> **Extract provided**
*****

From Data to Information: The role of Spatial Data Query

by Rolf Becker,
Technical Director,
MAPS Geosystems, Sharjah, U.A.E.

| Abstract Of The Paper & The Profile of The Speaker | Speaker Index | Paper Title Index |

Introduction

Trying to define Data and Information, the following definitions are made:

Information is task-critical knowledge or an answer to a query

It is obtained through cross-referencing data

As long as there is no question there can be no information

Stored information turns into data

To decide to turn right or left at the next intersection, or the decision whether or not to build a high speed railway link between Hamburg and Berlin, like any other decision, needs information: task-critical knowledge.

Interactive or direct data query

Information can be the number looked up in a telephone directory or might be the synthesis of a complex investigation. Say your car has broken down and you need to call a repair shop. Depending on the circumstances and the available data source you might be looking for a workshop specialised on your brand of car, within easy reach, which is reliable, reasonably priced, available at the week end etc. etc. To find this shop you might have to investigate several data sources, directories and town maps, enquiries with friends and so on. The information obtained summarizes in the telephone number that is needed to contact this particular shop.

The more data sources or data layers that are available to query, the more complex might be the analysis and the less ambiguous will the answer. To obtain information fast, we recur to automated procedures. Such procedures can be either direct or inter-active.

In an interactive procedure, the information finding permits an evaluation of intermediate results, respectively provides for introducing knowledge, experience as well as gut feeling (latent knowledge hidden somewhere in the brain). An interactive process also allows to take into consideration data that is not sufficiently structured for automated information extraction. Typically, this applies where pictures and similar spatial data are involved. For instance, from a CAD drawing a procedure automatically extract the distance between two points, but a simple query - such as if a point is located in- or outside a given area - requires visual interpretation.

*****

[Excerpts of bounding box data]
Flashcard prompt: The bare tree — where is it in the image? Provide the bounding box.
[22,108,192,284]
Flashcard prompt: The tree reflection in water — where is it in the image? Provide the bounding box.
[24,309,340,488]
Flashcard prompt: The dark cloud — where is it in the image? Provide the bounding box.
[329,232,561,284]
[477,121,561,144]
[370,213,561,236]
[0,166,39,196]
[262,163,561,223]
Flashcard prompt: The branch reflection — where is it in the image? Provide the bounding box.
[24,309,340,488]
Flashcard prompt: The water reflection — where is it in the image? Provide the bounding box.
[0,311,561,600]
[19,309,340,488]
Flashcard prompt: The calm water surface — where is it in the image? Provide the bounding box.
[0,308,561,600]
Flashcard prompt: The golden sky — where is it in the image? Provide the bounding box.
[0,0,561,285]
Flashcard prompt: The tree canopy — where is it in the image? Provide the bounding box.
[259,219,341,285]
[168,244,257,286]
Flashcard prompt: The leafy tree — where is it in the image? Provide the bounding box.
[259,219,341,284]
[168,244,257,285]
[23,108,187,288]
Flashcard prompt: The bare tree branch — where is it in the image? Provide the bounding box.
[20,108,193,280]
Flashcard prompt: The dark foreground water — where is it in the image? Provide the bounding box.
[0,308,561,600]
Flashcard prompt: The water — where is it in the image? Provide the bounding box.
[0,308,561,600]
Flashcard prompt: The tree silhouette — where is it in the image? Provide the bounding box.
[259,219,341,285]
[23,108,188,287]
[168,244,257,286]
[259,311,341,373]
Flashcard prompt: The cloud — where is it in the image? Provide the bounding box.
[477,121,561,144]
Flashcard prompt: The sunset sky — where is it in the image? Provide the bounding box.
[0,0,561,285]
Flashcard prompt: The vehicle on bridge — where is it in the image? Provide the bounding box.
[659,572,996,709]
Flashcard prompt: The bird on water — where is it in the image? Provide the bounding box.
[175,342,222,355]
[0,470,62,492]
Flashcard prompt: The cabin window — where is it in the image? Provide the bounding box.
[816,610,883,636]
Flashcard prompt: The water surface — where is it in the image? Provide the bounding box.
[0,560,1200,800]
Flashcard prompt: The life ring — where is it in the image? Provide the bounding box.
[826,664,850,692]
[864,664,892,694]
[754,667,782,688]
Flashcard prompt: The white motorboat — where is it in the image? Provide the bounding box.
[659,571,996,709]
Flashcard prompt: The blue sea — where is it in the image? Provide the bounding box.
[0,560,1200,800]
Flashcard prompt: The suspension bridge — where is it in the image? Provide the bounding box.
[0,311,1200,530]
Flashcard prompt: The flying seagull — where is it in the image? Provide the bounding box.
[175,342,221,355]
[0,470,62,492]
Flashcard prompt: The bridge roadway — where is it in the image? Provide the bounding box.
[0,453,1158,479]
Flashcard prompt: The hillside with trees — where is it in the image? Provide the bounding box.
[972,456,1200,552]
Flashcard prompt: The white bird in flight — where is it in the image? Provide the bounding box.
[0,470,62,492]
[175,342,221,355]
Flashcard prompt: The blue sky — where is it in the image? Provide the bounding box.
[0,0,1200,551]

*****

> **Tasks**
(1) List the definitions of data and information that the paper on spatial data query gives in its introduction.
(2) Repeat the part of the paper on spatial data query between "Stored information turns" and "information: task-critical knowledge.", inclusive.
The data are separate material, apart from the paper.

> **Task-by-task outputs**
(1)
- Information is task-critical knowledge or an answer to a query
- It is obtained through cross-referencing data
- As long as there is no question there can be no information
- Stored information turns into data

(2)
Stored information turns into data

To decide to turn right or left at the next intersection, or the decision whether or not to build a high speed railway link between Hamburg and Berlin, like any other decision, needs information: task-critical knowledge.